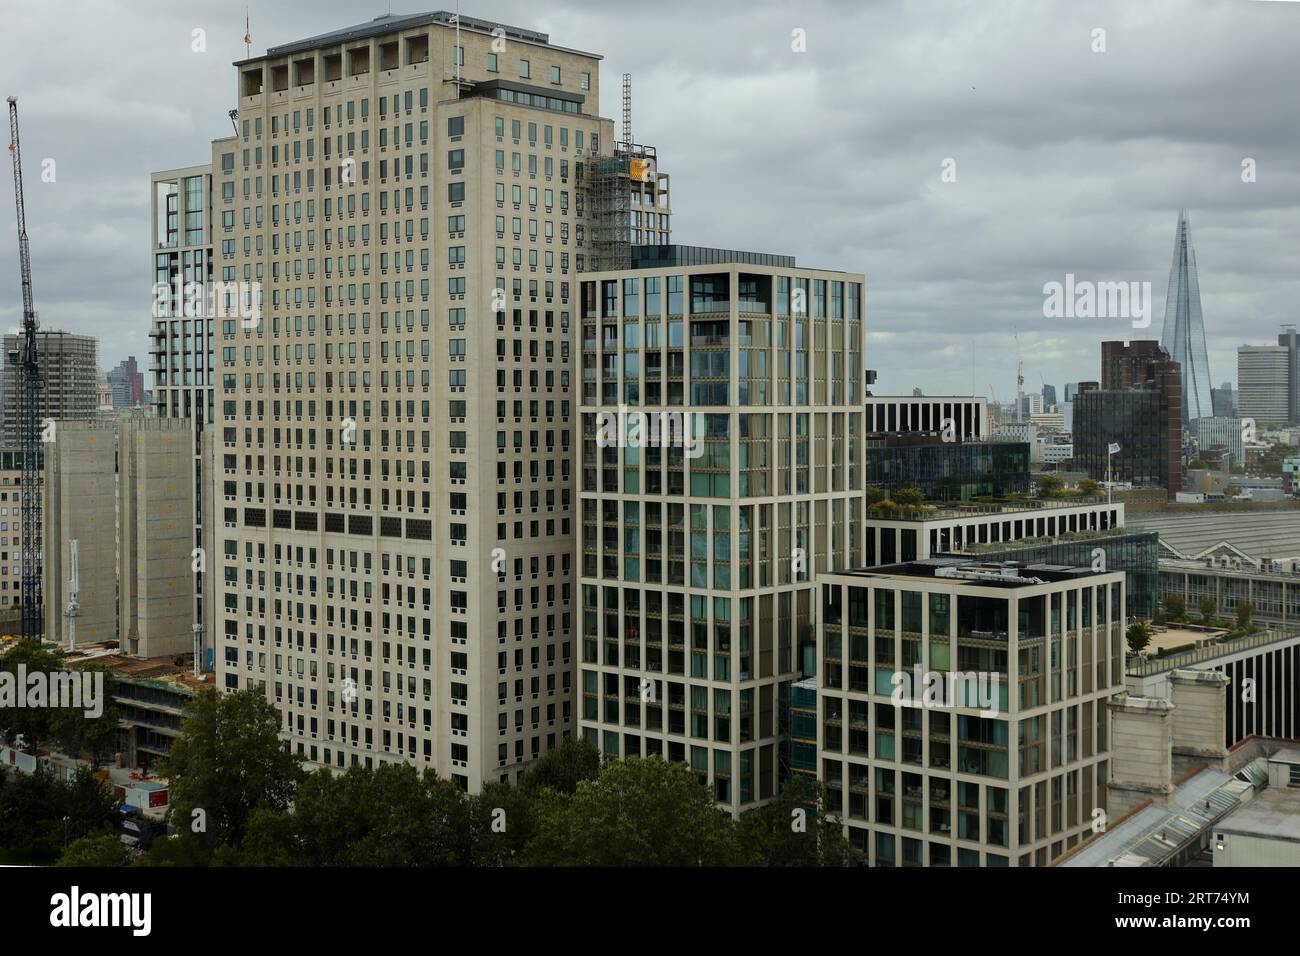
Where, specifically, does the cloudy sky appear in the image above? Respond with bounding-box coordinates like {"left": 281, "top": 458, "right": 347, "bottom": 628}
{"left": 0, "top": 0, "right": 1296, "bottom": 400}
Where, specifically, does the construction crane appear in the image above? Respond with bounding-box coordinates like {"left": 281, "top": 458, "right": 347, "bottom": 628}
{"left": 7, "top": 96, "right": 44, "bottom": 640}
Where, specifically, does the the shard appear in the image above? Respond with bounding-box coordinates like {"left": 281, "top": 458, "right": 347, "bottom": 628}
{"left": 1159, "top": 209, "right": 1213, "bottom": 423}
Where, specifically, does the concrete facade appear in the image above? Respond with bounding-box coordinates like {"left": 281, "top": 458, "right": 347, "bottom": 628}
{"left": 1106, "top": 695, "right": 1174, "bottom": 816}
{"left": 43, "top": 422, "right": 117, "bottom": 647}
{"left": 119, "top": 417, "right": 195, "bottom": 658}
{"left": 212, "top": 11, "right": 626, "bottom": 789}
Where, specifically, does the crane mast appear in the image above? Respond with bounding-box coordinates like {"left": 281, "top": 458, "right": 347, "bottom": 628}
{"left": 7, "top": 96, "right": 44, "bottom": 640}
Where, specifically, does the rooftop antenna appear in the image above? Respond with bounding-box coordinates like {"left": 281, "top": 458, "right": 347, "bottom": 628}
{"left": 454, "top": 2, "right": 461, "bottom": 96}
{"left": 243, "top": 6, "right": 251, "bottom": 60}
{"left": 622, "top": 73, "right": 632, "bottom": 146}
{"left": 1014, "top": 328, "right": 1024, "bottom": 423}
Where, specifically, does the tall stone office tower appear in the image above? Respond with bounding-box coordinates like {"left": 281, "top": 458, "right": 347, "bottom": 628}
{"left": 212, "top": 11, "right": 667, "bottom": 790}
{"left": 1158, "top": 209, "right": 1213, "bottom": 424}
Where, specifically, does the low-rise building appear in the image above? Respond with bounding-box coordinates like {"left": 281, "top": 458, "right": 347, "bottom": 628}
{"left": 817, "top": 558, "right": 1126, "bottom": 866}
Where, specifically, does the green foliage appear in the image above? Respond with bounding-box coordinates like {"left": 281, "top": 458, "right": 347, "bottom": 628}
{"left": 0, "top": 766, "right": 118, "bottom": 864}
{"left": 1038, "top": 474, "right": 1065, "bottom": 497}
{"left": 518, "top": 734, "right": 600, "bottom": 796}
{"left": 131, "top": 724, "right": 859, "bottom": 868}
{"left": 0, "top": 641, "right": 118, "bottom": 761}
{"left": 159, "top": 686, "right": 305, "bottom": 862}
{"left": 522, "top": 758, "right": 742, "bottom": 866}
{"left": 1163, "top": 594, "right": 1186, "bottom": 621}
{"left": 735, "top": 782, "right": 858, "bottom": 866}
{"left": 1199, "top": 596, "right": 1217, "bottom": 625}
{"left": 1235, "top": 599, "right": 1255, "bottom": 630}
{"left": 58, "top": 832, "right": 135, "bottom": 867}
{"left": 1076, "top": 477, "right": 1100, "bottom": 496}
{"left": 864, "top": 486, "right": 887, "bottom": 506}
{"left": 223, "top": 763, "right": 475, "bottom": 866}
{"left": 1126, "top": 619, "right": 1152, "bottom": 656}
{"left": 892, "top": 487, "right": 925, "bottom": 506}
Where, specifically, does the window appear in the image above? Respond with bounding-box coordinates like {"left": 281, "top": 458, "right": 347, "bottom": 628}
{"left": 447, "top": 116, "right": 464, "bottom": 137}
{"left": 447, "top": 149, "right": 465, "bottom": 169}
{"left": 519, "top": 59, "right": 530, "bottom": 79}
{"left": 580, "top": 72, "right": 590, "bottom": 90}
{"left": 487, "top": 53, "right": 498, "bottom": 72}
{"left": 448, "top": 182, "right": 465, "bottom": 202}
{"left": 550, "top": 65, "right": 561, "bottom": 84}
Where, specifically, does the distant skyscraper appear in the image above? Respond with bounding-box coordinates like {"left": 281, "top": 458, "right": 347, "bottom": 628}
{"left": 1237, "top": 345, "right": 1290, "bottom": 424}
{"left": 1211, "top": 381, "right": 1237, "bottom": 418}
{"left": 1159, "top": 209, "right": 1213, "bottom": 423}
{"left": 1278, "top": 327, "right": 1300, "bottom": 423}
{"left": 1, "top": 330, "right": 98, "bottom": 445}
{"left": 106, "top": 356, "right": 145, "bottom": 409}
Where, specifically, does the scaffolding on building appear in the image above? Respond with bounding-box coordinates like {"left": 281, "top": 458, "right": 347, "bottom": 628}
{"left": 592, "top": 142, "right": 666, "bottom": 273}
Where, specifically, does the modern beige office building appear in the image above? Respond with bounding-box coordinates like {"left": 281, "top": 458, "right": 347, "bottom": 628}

*REQUIRED ACTION:* The answer is the listing above restated word for word, pictures removed.

*ANSWER AREA:*
Where, specifically, does the cloudy sky appear in the image above? Respond with bounding-box coordinates like {"left": 281, "top": 458, "right": 347, "bottom": 628}
{"left": 0, "top": 0, "right": 1296, "bottom": 400}
Where, specifically, does the construction crane appear in the image above? Respond with bounding-box coordinates like {"left": 281, "top": 458, "right": 347, "bottom": 628}
{"left": 7, "top": 96, "right": 44, "bottom": 640}
Where, specifically, does the the shard appear in the image above? Respond with bounding-box coordinates like {"left": 281, "top": 458, "right": 347, "bottom": 628}
{"left": 1159, "top": 209, "right": 1213, "bottom": 423}
Where, specifically, does the concrete facade appear in the image above? Respond with bounding-box coordinates like {"left": 281, "top": 458, "right": 347, "bottom": 628}
{"left": 1106, "top": 695, "right": 1174, "bottom": 816}
{"left": 43, "top": 422, "right": 117, "bottom": 647}
{"left": 119, "top": 417, "right": 195, "bottom": 658}
{"left": 212, "top": 11, "right": 626, "bottom": 789}
Where, specifically, does the crane mast appear in the image above? Respond with bounding-box coordinates like {"left": 281, "top": 458, "right": 347, "bottom": 628}
{"left": 7, "top": 96, "right": 44, "bottom": 640}
Where, specifically, does the rooftop antenna appear in the image above? Respond with bounding-box coordinates like {"left": 281, "top": 458, "right": 347, "bottom": 628}
{"left": 454, "top": 2, "right": 461, "bottom": 96}
{"left": 243, "top": 6, "right": 251, "bottom": 60}
{"left": 622, "top": 73, "right": 632, "bottom": 146}
{"left": 1014, "top": 328, "right": 1024, "bottom": 423}
Where, specifically, does the tall stone office tower appear in the image above? Respond with bounding-box coordinates like {"left": 281, "top": 458, "right": 347, "bottom": 628}
{"left": 212, "top": 11, "right": 667, "bottom": 790}
{"left": 1158, "top": 209, "right": 1213, "bottom": 424}
Where, specifically, does the low-rise building appear in the image above? Respond with bounding-box coordinates like {"left": 281, "top": 458, "right": 347, "bottom": 628}
{"left": 817, "top": 558, "right": 1126, "bottom": 866}
Where, specifically, does the green foliage appear in the image above? Respond with bounding-box coordinates like {"left": 281, "top": 458, "right": 347, "bottom": 628}
{"left": 0, "top": 766, "right": 118, "bottom": 864}
{"left": 1038, "top": 474, "right": 1065, "bottom": 497}
{"left": 518, "top": 734, "right": 600, "bottom": 796}
{"left": 131, "top": 724, "right": 859, "bottom": 868}
{"left": 0, "top": 641, "right": 118, "bottom": 761}
{"left": 159, "top": 686, "right": 305, "bottom": 862}
{"left": 522, "top": 758, "right": 742, "bottom": 866}
{"left": 1163, "top": 594, "right": 1186, "bottom": 621}
{"left": 735, "top": 782, "right": 858, "bottom": 866}
{"left": 1199, "top": 596, "right": 1217, "bottom": 625}
{"left": 1235, "top": 599, "right": 1255, "bottom": 630}
{"left": 58, "top": 832, "right": 135, "bottom": 867}
{"left": 1076, "top": 477, "right": 1100, "bottom": 496}
{"left": 864, "top": 486, "right": 887, "bottom": 506}
{"left": 223, "top": 763, "right": 475, "bottom": 866}
{"left": 1126, "top": 619, "right": 1152, "bottom": 656}
{"left": 892, "top": 487, "right": 925, "bottom": 506}
Where, specifically, does the window appear in the image above? Respond with bounding-box coordinates like {"left": 281, "top": 458, "right": 347, "bottom": 628}
{"left": 447, "top": 116, "right": 464, "bottom": 137}
{"left": 447, "top": 149, "right": 465, "bottom": 169}
{"left": 519, "top": 59, "right": 530, "bottom": 79}
{"left": 580, "top": 72, "right": 590, "bottom": 90}
{"left": 487, "top": 53, "right": 498, "bottom": 72}
{"left": 448, "top": 182, "right": 465, "bottom": 202}
{"left": 550, "top": 65, "right": 561, "bottom": 84}
Where, specifically, does the distant skyscraper appear in the image above? Respond with bounding-box coordinates like {"left": 281, "top": 458, "right": 347, "bottom": 628}
{"left": 1237, "top": 345, "right": 1290, "bottom": 424}
{"left": 1211, "top": 381, "right": 1237, "bottom": 418}
{"left": 1159, "top": 209, "right": 1213, "bottom": 423}
{"left": 1278, "top": 327, "right": 1300, "bottom": 423}
{"left": 1, "top": 330, "right": 98, "bottom": 445}
{"left": 106, "top": 356, "right": 145, "bottom": 409}
Where, specifically, does the scaffolding on building appear in the image above? Respond with bounding-box coordinates like {"left": 281, "top": 458, "right": 347, "bottom": 628}
{"left": 592, "top": 142, "right": 666, "bottom": 273}
Where, specifically, does the modern beige office building appear in the image above? Respond with bounding-box coordinates like {"left": 281, "top": 458, "right": 347, "bottom": 628}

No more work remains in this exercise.